**What this task involves:** Word for word and without images, transcribe all of the records.

**Data records:**

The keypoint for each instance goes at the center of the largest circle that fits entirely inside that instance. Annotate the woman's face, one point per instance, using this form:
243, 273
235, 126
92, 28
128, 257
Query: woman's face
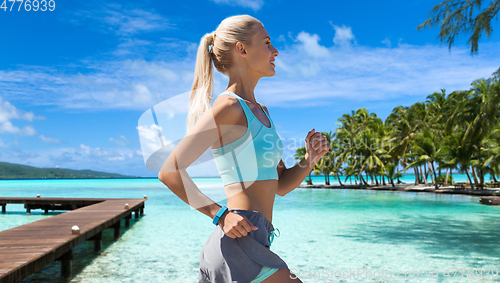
260, 56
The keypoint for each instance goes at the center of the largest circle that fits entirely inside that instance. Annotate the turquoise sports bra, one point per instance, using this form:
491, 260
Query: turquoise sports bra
252, 157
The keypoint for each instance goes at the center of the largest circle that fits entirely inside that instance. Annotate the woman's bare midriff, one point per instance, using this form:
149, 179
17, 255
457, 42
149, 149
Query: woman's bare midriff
256, 195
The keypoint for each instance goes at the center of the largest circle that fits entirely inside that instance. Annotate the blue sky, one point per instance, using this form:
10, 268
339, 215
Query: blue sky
75, 81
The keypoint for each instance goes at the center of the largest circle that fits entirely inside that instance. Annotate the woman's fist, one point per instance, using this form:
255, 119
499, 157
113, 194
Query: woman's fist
235, 225
316, 146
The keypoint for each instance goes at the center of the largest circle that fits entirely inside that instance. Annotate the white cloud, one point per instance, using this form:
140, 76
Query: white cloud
387, 42
310, 44
9, 112
49, 139
252, 4
343, 35
123, 21
121, 140
307, 73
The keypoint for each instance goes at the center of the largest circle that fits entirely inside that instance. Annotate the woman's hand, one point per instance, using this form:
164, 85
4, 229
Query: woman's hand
235, 225
316, 146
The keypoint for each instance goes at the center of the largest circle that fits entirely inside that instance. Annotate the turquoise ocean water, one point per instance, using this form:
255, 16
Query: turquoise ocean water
326, 235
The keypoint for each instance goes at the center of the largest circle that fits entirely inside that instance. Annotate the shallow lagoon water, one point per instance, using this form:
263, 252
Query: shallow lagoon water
325, 235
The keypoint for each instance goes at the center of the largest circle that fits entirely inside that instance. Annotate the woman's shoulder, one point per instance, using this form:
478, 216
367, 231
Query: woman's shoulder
226, 108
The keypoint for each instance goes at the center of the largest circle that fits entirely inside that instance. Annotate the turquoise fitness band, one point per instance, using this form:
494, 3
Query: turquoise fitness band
219, 214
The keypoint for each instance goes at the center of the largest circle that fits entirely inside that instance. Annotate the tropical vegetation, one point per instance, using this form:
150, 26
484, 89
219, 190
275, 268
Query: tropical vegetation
459, 131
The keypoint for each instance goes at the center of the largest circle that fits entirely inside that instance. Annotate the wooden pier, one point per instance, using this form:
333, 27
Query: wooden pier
26, 249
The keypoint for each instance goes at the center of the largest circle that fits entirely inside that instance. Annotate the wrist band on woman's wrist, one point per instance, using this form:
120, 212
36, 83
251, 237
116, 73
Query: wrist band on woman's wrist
219, 214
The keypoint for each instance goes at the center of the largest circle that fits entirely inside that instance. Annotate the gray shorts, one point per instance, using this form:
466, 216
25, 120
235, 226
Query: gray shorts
227, 260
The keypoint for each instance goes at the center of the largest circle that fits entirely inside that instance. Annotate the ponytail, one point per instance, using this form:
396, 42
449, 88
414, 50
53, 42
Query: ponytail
203, 85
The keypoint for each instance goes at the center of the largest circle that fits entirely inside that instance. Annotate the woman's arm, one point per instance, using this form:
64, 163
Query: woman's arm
212, 125
291, 178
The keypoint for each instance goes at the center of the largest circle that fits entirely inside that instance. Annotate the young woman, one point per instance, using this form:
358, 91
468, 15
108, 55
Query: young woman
247, 151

**Solution to this exercise:**
The keypoint for each instance goes at the center of the largest circle that fits entirely inside that instance. Annotate the woman's face, one point per instance, using this form:
243, 273
235, 126
92, 28
128, 257
Query: woman's face
260, 56
The keypoint for each instance goes at the center of the largest circle that fits entirely inside that instance. Annotate the turquoise sports bra, one point per instance, using this form:
491, 260
Query: turquoise sports bra
252, 157
The keypoint for each instance goes at the center of the largest circle that fits entirely inside that instance. Annotate the woman's bare midriff, one point per instance, using this form:
149, 179
17, 255
457, 42
149, 149
Query: woman's bare midriff
256, 195
The keypoint for each instance goes at the center of the largest circle that fits entirely inside that instance. Annotate the blue sky, one point per instance, using this form:
10, 268
339, 215
Query: blue sky
75, 81
The keypoint for each instance goes at the center of the largest circle that fits entirely inside that instance. Annotate the woman's fist, one point per instance, using this form:
255, 119
499, 157
113, 194
Query: woman's fist
235, 225
316, 146
The keypoint for each instance goes at the center of the largest circle that fits entirely inside that instance. Annotate the white cloud, one point per instance, using this form:
140, 76
Query: white cloud
387, 42
310, 44
9, 112
49, 139
252, 4
343, 35
123, 21
121, 140
307, 73
The keypoint for each instance goes at the center of the largest circle that fits entirely inside that instance. Annotate the woman's hand, one point per instance, using this form:
164, 85
4, 229
Query: woman's hand
235, 225
316, 146
The keypoint for each instance goes at the center of the largest circle that fits entirely inside that instance. Annotate the turquoise ocean water, one point per instance, using this form:
255, 16
Query: turquoise ocean water
326, 235
The keypoint for each instance goes at the center of the largest circle that fits entirely inside that instance. Annotate the shallow lagoon water, one point per instance, using this form:
263, 252
Query: shallow lagoon water
325, 235
The keypoint for each instance goes at the center of the largest circle that fits entirely inside that instance. Annotate the woman's shoulder, one point per instance, using this form:
478, 216
367, 231
Query: woman's shoulder
226, 108
The keypoint for each instance goes at the center of the largest circle that fits entirely inside that instance. Annotate the turquoise fitness band, one point per instance, using this form:
494, 3
Query: turquoise fitness band
219, 214
The keypoint for each instance goes at the center of the largest circle that fits entirely inside that instance. Annotate the tropical vegetation, one point per instance, using this form:
150, 26
484, 89
219, 190
275, 268
Query: tropical vegetation
459, 131
The keypoint for each instance goes at the center of the largest circle that fits entirely inside that instance. Annotate the wooden pier, one point per instance, using this form:
333, 27
Query: wooden pier
26, 249
The keypoint for each instance goes at the center of the largest circle that fits entirely inside that instance. Annotate the wrist band on woman's wrist, one point per instance, using this form:
120, 212
36, 83
251, 237
116, 73
Query: wrist band on woman's wrist
219, 214
The keypoint for each instance goes at the center of the largest circle that fits entirely inside that instance. Annotate the gray shorts, one point per instance, using this form:
466, 216
25, 120
235, 226
Query: gray shorts
227, 260
The keypoint for each instance goes at the center of the largest circle that fits entirely inside that instance. Annotate the ponytail, one point per instance, using this form:
396, 42
449, 88
414, 50
53, 42
Query: ponytail
203, 85
The keypoint for each instance goes at the center of the largest circle that fits entirely inside that instance. Annotate the woman's arm, one point per instance, using this form:
64, 163
Query: woman's arm
212, 125
291, 178
The keypoint for each instance goes at the center of the largest circle that fits entirely inside that instance. Annotate the young woman, one point per instance, using this form:
358, 91
468, 15
108, 55
Query: young woman
247, 151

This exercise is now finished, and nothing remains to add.